§ Goal:
Please extract each line from the entries below that contains the word "outline".

§ Supplied data:
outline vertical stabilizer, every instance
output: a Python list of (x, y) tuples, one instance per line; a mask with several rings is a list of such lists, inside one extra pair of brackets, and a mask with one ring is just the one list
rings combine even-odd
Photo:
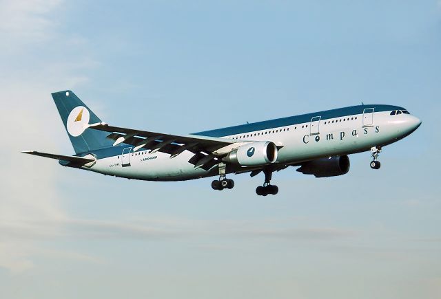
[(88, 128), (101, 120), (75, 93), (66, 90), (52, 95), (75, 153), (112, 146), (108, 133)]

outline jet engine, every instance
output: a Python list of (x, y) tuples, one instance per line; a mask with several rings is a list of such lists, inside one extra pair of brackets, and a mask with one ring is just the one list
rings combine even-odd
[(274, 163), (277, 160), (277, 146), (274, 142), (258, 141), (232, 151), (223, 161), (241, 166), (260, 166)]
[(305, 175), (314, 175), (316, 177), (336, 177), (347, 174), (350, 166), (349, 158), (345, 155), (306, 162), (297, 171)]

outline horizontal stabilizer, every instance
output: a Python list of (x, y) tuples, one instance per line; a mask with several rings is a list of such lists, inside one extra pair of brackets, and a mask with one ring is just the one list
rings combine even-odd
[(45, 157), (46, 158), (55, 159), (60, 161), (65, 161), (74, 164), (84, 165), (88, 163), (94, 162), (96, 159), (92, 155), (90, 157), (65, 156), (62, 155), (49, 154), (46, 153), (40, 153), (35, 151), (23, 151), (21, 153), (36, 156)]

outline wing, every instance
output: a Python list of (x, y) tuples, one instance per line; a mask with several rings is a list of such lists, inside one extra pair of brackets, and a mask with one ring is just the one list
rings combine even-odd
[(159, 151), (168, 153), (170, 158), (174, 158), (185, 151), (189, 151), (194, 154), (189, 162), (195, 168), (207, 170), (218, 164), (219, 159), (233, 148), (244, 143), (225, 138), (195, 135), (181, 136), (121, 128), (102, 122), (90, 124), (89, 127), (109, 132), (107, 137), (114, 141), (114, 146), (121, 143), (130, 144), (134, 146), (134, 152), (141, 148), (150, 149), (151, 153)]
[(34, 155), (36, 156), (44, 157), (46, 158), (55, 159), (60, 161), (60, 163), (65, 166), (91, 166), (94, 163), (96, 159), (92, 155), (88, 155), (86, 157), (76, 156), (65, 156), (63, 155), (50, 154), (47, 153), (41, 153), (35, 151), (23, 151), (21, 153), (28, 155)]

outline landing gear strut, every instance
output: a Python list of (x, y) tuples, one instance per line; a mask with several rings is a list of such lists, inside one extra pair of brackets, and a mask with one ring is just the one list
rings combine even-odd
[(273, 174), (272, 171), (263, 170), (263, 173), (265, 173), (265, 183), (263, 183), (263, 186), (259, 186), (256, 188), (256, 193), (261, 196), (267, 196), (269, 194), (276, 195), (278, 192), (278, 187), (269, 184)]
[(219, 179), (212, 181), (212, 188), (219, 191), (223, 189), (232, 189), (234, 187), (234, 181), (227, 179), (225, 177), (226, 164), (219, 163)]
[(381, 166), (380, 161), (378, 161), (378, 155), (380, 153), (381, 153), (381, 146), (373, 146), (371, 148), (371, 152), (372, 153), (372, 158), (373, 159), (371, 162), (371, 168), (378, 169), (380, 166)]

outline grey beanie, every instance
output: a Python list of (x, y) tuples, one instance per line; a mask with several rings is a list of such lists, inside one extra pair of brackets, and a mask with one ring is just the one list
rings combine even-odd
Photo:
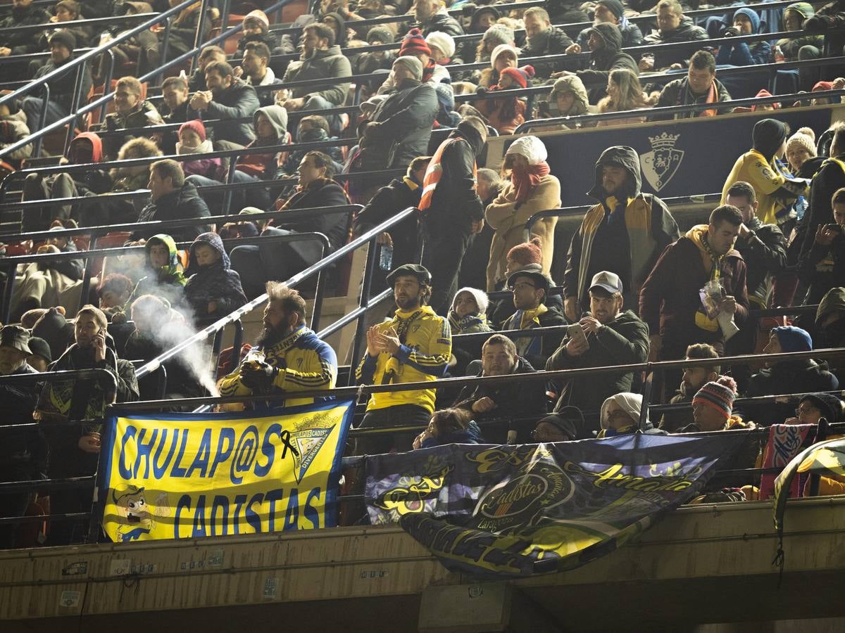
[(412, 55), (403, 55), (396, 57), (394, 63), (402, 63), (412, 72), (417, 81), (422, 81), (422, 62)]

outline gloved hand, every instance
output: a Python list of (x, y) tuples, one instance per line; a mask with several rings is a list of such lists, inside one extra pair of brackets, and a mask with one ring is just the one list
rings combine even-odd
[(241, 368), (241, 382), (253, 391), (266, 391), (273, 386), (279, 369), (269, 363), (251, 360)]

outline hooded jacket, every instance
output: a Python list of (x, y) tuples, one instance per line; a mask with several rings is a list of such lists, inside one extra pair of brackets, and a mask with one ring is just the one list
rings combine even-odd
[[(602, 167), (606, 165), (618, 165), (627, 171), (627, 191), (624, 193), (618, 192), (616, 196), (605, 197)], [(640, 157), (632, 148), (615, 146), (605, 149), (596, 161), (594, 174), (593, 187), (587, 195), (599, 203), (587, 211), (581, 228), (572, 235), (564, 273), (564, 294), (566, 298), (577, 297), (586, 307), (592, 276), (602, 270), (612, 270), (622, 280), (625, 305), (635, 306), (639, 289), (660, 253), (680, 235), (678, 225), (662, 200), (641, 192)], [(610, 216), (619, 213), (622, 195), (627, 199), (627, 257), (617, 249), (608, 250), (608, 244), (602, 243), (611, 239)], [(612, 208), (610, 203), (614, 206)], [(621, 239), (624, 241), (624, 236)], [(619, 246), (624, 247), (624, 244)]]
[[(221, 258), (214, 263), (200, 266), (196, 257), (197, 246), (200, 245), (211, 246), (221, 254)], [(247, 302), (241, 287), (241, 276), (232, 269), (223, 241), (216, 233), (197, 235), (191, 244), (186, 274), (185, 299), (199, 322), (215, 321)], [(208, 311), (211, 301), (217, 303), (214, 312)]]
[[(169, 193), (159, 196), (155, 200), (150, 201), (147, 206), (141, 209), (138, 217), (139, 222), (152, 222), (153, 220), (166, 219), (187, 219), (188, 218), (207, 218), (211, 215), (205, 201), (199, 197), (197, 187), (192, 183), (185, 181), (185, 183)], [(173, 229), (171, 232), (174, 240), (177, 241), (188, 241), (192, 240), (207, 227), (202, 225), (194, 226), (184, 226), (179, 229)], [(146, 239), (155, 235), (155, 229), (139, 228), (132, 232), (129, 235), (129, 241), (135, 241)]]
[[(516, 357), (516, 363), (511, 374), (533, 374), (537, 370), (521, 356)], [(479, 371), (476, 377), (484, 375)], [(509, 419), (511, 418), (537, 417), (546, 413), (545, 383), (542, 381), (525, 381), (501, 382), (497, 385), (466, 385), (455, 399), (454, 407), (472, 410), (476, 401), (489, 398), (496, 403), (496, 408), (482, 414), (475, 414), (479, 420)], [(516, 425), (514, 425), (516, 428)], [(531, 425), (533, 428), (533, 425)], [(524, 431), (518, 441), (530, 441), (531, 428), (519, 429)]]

§ Output of the task:
outline vertical stabilizer, every instance
outline jet engine, every instance
outline horizontal stabilizer, every instance
outline wing, every instance
outline landing gear strut, every instance
outline grey beanie, every instance
outline gloved hand, every instance
outline hooded jacket, every instance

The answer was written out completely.